#### Cosa fare
Per favore, aggiorna il testo sulle strategie energetiche riscrivendo tutto da "I prezzi di" fino a "di nuovi rigassificatori." con "impianti di rigassificazione" al posto di "rigassificatori".

------ Testo fornito

I prezzi di gasolio e benzina che aumentano di giorno in giorno, il possibile esaurimento delle scorte di gas nel medio e lungo termine, l’aumento dei prezzi dell’energia elettrica, a sua volta prodotta in gran misura da gas e carbone, hanno infine accelerato la discussione sulle strategie energetiche nazionali ed europee.

In Italia le ipotesi vanno da una decisa spinta alle rinnovabili al ritorno al carbone, da una nuova primavera del nucleare alla costruzione di nuovi rigassificatori.

Quello che è certo, invece, è che il gas (per ora) pare non volerlo più nessuno: certamente non quello che arriva dalla Russia attraverso i gasdotti a cui nel tempo ci siamo attaccati come a veri e propri cordoni ombelicali che ci hanno alimentato, almeno finché qualcuno non dovesse decidere di tagliarli.

In questo contesto geopolitico, di scala continentale e planetaria, può sembrare fuori luogo parlare di Comunità Energetiche Rinnovabili (CER), in particolare se consideriamo la poca strada che abbiamo percorso dal recepimento provvisorio della direttiva europea che le ha introdotte e gli scarsi risultati sin qui raggiunti sia in termini di nuove costituzioni sia di vantaggi energetici ed economici conseguiti.

------------
------ Dati forniti

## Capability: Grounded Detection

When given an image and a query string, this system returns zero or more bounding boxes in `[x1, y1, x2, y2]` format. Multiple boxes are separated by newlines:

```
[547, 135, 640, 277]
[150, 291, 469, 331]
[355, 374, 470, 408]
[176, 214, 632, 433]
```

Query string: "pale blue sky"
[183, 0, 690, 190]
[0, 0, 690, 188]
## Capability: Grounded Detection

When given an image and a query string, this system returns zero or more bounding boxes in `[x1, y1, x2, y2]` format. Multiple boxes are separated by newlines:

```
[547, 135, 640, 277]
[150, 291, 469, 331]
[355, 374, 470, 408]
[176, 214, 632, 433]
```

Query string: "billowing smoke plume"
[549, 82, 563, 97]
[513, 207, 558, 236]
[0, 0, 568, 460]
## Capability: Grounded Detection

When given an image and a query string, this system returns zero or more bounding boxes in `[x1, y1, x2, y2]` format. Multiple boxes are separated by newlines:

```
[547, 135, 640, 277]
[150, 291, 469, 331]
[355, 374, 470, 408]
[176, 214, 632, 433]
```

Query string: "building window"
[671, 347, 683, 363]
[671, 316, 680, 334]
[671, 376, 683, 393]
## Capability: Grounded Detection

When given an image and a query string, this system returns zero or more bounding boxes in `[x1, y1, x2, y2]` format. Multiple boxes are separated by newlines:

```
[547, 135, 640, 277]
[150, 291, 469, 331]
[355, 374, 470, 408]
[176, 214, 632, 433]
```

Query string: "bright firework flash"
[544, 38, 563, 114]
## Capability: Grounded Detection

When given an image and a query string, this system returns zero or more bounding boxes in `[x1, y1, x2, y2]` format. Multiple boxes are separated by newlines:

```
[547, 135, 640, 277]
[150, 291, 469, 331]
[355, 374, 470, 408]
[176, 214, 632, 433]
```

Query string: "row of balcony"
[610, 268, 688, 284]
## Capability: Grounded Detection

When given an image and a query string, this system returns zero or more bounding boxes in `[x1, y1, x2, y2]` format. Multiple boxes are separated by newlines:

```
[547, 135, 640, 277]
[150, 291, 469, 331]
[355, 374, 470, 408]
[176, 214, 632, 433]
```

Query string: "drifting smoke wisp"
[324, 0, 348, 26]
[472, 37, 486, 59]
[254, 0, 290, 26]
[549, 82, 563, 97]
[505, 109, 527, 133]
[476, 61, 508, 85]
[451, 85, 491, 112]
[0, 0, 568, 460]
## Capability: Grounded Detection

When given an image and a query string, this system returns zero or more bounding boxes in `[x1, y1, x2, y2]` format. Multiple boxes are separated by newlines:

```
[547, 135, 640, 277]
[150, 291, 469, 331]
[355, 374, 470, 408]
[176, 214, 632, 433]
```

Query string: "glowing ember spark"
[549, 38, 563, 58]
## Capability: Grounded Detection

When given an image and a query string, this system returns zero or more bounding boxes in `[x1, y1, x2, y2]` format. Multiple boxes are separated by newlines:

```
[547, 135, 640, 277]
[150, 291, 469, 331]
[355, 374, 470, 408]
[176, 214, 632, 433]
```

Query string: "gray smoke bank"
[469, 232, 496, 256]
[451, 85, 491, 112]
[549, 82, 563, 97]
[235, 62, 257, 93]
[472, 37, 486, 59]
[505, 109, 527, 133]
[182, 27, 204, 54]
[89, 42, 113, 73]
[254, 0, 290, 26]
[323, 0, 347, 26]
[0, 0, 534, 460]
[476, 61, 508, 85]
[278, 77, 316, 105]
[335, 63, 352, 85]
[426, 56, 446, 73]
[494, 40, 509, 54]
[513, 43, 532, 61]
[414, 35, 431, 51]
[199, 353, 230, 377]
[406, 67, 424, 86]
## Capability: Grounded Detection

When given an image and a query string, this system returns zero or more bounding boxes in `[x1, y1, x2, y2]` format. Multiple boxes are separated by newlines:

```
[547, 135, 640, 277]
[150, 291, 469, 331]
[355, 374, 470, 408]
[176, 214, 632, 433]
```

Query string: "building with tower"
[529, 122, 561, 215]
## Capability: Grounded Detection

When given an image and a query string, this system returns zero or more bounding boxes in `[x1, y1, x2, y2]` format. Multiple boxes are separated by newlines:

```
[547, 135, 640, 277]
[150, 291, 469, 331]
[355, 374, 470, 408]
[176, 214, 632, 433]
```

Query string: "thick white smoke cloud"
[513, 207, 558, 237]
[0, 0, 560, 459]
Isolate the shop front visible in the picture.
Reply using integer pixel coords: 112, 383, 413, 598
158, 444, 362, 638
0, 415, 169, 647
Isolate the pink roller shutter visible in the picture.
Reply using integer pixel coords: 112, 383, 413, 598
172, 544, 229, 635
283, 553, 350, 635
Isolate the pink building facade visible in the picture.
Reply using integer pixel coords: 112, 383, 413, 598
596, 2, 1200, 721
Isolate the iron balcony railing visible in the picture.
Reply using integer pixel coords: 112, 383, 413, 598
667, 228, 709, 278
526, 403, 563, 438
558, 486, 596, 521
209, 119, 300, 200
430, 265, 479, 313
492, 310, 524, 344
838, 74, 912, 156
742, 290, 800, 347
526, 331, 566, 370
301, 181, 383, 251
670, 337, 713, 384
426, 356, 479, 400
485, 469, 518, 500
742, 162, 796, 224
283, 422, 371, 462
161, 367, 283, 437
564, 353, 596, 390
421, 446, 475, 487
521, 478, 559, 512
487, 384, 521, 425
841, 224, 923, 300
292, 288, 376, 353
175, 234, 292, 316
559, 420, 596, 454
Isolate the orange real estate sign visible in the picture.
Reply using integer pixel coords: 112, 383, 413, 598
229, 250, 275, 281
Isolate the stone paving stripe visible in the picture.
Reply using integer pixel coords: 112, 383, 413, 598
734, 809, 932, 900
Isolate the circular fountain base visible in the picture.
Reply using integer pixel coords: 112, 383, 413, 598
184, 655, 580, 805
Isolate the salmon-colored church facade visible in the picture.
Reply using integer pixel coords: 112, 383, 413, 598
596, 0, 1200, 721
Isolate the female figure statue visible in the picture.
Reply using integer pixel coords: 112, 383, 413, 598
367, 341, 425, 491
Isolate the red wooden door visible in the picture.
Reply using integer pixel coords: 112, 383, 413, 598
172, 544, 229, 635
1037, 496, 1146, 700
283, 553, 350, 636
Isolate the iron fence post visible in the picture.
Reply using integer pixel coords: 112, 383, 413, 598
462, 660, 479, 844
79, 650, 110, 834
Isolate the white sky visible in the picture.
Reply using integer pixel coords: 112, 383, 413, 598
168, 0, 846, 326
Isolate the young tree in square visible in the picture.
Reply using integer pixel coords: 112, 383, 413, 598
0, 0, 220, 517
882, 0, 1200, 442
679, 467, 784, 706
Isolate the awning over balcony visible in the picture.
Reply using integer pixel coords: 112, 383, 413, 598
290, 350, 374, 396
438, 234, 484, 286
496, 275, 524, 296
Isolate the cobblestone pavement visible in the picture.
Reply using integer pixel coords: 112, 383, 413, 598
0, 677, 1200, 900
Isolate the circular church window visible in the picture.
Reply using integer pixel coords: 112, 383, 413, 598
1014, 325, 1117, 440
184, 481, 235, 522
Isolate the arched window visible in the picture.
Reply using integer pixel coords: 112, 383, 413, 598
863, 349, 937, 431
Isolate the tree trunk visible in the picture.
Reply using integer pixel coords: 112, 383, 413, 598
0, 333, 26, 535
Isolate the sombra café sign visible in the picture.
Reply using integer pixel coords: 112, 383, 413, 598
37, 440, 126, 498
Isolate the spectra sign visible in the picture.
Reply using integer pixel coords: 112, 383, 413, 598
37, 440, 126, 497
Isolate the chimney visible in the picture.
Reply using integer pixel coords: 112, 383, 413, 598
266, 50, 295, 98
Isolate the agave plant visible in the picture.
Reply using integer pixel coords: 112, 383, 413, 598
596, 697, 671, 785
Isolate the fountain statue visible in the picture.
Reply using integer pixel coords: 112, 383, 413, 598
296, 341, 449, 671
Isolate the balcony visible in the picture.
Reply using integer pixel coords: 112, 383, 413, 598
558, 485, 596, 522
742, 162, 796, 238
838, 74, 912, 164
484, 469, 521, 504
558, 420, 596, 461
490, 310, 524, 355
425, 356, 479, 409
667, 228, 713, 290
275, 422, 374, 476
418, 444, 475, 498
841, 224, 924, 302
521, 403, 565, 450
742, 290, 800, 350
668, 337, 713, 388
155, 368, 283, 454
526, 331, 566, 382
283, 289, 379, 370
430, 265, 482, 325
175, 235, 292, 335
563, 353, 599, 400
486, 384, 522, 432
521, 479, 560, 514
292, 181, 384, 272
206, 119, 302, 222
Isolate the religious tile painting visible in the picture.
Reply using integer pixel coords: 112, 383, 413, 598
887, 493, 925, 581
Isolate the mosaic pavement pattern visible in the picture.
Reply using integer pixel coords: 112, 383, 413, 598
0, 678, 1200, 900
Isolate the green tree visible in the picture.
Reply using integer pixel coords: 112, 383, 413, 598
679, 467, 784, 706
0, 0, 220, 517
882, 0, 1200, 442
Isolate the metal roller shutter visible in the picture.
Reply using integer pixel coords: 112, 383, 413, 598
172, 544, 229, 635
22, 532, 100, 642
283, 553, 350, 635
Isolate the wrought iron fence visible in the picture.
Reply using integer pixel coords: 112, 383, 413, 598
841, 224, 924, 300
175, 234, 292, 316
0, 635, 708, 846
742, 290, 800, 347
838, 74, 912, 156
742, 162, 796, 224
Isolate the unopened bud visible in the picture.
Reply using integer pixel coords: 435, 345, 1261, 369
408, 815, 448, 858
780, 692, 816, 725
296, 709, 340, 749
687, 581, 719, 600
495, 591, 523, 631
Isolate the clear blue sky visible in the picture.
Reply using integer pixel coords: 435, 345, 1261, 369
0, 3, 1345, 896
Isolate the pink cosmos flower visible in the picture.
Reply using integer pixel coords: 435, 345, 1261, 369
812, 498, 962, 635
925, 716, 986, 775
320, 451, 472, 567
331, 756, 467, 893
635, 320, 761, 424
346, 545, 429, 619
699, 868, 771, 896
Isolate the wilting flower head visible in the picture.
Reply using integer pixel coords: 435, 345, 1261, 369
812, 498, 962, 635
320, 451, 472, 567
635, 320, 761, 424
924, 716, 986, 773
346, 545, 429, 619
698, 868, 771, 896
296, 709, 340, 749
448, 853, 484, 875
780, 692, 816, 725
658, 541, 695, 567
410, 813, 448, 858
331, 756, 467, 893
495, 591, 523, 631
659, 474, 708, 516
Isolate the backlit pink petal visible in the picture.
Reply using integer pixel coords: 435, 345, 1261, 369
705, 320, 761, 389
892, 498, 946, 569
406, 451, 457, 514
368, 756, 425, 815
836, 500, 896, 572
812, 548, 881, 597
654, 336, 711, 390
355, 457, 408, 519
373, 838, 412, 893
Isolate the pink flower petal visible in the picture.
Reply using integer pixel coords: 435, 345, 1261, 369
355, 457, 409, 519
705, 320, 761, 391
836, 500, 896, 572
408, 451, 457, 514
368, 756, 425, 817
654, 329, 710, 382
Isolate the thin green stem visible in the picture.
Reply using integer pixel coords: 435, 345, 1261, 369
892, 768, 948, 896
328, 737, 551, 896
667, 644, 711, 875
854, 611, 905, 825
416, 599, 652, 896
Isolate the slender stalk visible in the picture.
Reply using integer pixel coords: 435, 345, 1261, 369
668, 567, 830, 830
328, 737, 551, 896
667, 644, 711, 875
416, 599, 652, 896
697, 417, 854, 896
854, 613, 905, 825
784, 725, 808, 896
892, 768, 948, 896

------------

#### Risultato atteso
I prezzi di gasolio e benzina che aumentano di giorno in giorno, il possibile esaurimento delle scorte di gas nel medio e lungo termine, l’aumento dei prezzi dell’energia elettrica, a sua volta prodotta in gran misura da gas e carbone, hanno infine accelerato la discussione sulle strategie energetiche nazionali ed europee.

In Italia le ipotesi vanno da una decisa spinta alle rinnovabili al ritorno al carbone, da una nuova primavera del nucleare alla costruzione di nuovi impianti di rigassificazione.